> [PASSAGE PRÉSENTÉ]
<<<<

Ségrégation des âges

Les Pensées pour moi-même de Marc-Aurèle commen­cent par ces mots de reconnaissance:

De mon grand-père Vérus: sa bonté et son humeur toujours égale.

De mon bisaieül: n'avoir pas fréquenté les écoles publiques mais avoir bénéficié de bons maîtres à domicile.

C'est ainsi que les hommes étaient formés. La vérité passait par les vieillards et suivait la lignée. Pour l'aperce­voir, il fallait regarder vers le haut, à la verticale. Est-il besoin de dire qu'il n'en va plus de même? De plus en plus, ce sont les jeunes qui éduquent les vieux. Le père et le vieillard sont objets de pitié. Chez les anglo-saxons, on les console en les appelant «senior citizens», que nous pourrions traduire librement par citoyens honoraires.

Et le songe était tel que Booz vit un chêne

Qui, sorti de son ventre, allait jusqu'au ciel bleu.

Une race y montait comme une longue chaîne Un roi chantait en bas, en haut mourait un Dieu.

Victor Hugo devrait trouver d'autres métaphores pour parler des familles d'aujourd'hui, que ce soit des familles de sang ou des familles d'esprit. La ligne est brisée. A chaque extrémité de l'échelle des âges, les hommes sont regroupés en troupeaux que l'on parque dans des réserves appropriées: hospices pour les vieillards, écoles pour les enfants. Entre ces deux groupes, aucun lien organique. Par la force des choses, les vieillards perdent peu à peu l'habitude de regarder vers le bas, les jeunes celle de regarder vers le haut. Il leur faut regarder à droite et à gauche. L'idéal devient: dialoguer, s'assimiler à ses sem­blables. Le super ego disparaîtra bientôt devant l'alter ego.

A droite et à gauche toutefois, on ne trouve pas ce qu'on avait l'habitude de trouver en haut. En conséquence, les problèmes se multiplient. Pour la jeune femme de l'ancien­ne société, par exemple, mettre un enfant au monde et l'élever était une chose simple, la mère et la grand-mère étant des exemples omniprésents. Aujourd'hui, c'est un problème. Les voisines ne sont d'aucun secours parce qu'elles sont elles aussi coupées des archétypes de leur race et de leur lignée. Tout est problème. Le problème est une nécessité dans un monde sans pères. Ce qui était donné par le père sous forme de réponses est présenté par les frères sous forme de questions.

L'écran d'information

Dans le domaine de l'éducation, la ligne verticale s'éten­dait de la préhistoire au temps actuel. Depuis quelques décennies, les changements se multiplient et vont toujours dans le sens de l'horizontalité. Le grec a disparu, puis le latin, puis l'histoire de l'antiquité, puis l'histoire de l'Eu­rope, puis le classicisme, puis le romantisme ... On salue encore Molière au passage, mais ce sont surtout les auteurs de la dernière nouvelle vague qui retiennent l'attention. Ce n'est plus le puits qui est le symbole adéquat de la connaissance, mais le téléviseur en tant que transmetteur des images de l'actualité. Des personnes cultivées, selon les critères actuels, on ne devrait plus dire qu'elles sont des puits de science, mais des écrans d'information.

>>>>

> [EXTRAIT DES DONNÉES]
<<<<

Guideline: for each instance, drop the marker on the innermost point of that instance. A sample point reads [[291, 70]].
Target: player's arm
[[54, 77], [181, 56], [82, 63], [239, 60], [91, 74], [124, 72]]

>>>>

> [OBJECTIF] Dans le texte sur la ségrégation des âges, citez le passage qui va de « Et le songe » à « devant l'alter ego. ».

> [RÉPONSE RÉDIGÉE]
Et le songe était tel que Booz vit un chêne

Qui, sorti de son ventre, allait jusqu'au ciel bleu.

Une race y montait comme une longue chaîne Un roi chantait en bas, en haut mourait un Dieu.

Victor Hugo devrait trouver d'autres métaphores pour parler des familles d'aujourd'hui, que ce soit des familles de sang ou des familles d'esprit. La ligne est brisée. A chaque extrémité de l'échelle des âges, les hommes sont regroupés en troupeaux que l'on parque dans des réserves appropriées: hospices pour les vieillards, écoles pour les enfants. Entre ces deux groupes, aucun lien organique. Par la force des choses, les vieillards perdent peu à peu l'habitude de regarder vers le bas, les jeunes celle de regarder vers le haut. Il leur faut regarder à droite et à gauche. L'idéal devient: dialoguer, s'assimiler à ses sem­blables. Le super ego disparaîtra bientôt devant l'alter ego.